Collection entries:
**********

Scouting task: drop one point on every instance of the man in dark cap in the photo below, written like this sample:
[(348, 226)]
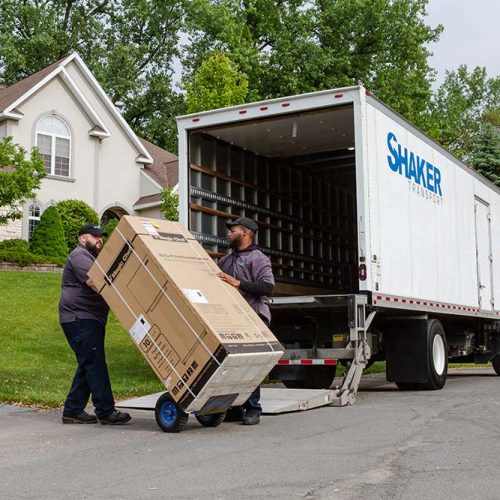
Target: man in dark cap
[(83, 314), (248, 270)]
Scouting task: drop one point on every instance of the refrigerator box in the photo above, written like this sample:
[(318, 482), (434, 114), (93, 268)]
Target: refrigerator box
[(198, 334)]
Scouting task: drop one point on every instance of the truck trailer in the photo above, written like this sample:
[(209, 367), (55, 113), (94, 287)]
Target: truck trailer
[(382, 242)]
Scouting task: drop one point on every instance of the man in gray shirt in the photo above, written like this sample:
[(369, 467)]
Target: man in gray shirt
[(83, 314), (250, 271)]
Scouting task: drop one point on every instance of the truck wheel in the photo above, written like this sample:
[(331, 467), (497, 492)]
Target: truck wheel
[(319, 377), (495, 362), (437, 356), (169, 416), (212, 419), (407, 386)]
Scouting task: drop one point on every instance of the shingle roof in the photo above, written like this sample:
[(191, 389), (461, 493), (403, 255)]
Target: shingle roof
[(152, 198), (165, 167), (9, 95)]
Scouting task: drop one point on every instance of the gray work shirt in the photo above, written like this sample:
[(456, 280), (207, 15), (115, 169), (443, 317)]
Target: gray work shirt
[(251, 267), (79, 301)]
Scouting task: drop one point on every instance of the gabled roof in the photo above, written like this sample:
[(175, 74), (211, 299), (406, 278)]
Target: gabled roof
[(11, 97), (165, 167)]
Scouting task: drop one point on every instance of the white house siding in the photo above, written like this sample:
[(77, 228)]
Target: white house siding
[(11, 230), (118, 179)]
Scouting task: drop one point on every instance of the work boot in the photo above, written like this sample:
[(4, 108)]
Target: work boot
[(82, 418), (251, 419), (115, 418), (234, 415)]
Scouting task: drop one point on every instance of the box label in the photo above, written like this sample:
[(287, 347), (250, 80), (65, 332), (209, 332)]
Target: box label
[(118, 263), (140, 329), (195, 296)]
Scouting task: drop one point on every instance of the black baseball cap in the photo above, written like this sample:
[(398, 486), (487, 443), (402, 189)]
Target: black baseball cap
[(245, 222), (92, 229)]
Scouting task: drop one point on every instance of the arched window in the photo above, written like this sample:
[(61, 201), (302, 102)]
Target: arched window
[(34, 213), (53, 139)]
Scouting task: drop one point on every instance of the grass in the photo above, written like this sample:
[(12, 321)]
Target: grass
[(36, 362)]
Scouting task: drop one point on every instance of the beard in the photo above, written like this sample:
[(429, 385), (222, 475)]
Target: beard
[(92, 248)]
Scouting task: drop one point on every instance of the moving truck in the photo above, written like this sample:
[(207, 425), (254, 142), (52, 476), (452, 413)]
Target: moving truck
[(383, 244)]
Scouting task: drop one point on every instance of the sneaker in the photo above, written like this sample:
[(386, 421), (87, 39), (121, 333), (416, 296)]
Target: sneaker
[(82, 418), (115, 418), (250, 419)]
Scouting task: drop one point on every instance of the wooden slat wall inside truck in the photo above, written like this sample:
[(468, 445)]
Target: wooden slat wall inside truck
[(305, 206)]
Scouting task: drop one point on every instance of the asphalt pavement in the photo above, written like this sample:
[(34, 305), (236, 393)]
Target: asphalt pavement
[(389, 445)]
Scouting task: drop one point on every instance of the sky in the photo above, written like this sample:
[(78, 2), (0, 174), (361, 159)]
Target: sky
[(471, 35)]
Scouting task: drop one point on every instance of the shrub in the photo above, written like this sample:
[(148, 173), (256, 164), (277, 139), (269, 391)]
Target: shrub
[(48, 238), (26, 258), (74, 215), (15, 245)]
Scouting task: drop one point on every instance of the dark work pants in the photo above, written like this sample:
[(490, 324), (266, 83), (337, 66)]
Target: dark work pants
[(252, 405), (86, 338)]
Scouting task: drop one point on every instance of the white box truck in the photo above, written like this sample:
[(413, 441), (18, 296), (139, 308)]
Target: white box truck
[(382, 243)]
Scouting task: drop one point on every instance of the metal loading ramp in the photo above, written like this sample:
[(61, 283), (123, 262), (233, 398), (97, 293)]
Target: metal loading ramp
[(273, 400), (279, 400)]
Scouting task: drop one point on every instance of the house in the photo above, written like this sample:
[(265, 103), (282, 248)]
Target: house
[(90, 152)]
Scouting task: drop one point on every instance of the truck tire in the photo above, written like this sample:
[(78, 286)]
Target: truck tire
[(407, 386), (495, 362), (437, 356)]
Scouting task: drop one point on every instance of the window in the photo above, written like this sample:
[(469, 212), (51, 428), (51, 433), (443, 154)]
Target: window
[(53, 139), (34, 213)]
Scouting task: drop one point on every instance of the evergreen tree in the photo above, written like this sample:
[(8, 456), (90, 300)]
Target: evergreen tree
[(48, 238)]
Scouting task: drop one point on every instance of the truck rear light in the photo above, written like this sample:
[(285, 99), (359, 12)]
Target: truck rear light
[(362, 272)]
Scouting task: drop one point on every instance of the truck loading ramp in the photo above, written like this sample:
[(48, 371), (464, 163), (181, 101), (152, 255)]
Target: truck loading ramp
[(273, 400)]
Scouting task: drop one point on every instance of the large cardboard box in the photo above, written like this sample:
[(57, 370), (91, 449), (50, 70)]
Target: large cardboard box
[(199, 335)]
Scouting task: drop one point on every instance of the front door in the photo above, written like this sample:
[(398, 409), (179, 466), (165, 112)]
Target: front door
[(484, 258)]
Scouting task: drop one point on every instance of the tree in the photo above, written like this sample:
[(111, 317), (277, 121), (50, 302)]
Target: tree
[(289, 46), (74, 215), (485, 154), (217, 84), (170, 205), (129, 45), (458, 108), (20, 177), (48, 238)]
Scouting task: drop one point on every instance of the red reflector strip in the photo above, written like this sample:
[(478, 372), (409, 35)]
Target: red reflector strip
[(307, 362)]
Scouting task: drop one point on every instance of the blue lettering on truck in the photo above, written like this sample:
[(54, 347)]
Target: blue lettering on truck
[(416, 169)]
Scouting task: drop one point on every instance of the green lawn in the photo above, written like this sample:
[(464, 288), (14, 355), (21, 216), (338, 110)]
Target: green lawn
[(37, 364)]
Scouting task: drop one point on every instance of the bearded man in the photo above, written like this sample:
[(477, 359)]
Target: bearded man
[(83, 315), (248, 270)]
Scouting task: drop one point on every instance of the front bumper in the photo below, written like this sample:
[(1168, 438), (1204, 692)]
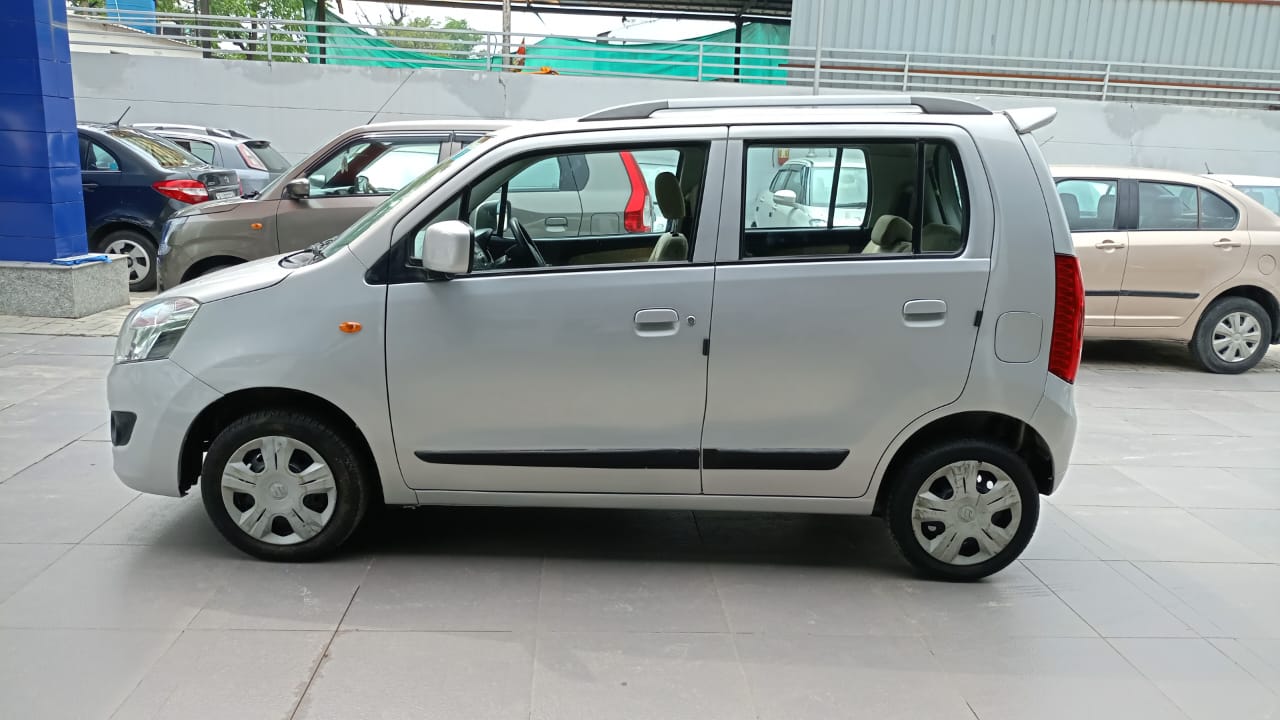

**********

Task prompt: Treating the line with "the truck wheel" as the last line to include, retype the records exactly from their first line, excluding pictures.

Reply to the exercise:
Scouting task: drop one point on every instance of the man in dark cap in the photo below, written like this sample:
[(348, 226)]
Target: man in dark cap
[(83, 314), (248, 270)]
Scouting task: drop one point on every instance of the refrigerator box in the photo above, written like this sample:
[(318, 482), (434, 114), (93, 268)]
Target: refrigerator box
[(198, 334)]
Scouting task: drop one point on every instance of the truck trailer in the photo above, written like this sample:
[(209, 367), (55, 113), (94, 287)]
Target: truck trailer
[(382, 242)]
Scouting task: drop one point on every instance of the man in gray shirt in the photo above, written like this sample:
[(369, 467)]
Target: man in gray shirt
[(83, 314), (250, 271)]
Scouting task: drop one point on every instance of the truck wheel in the photo above, written like this sample:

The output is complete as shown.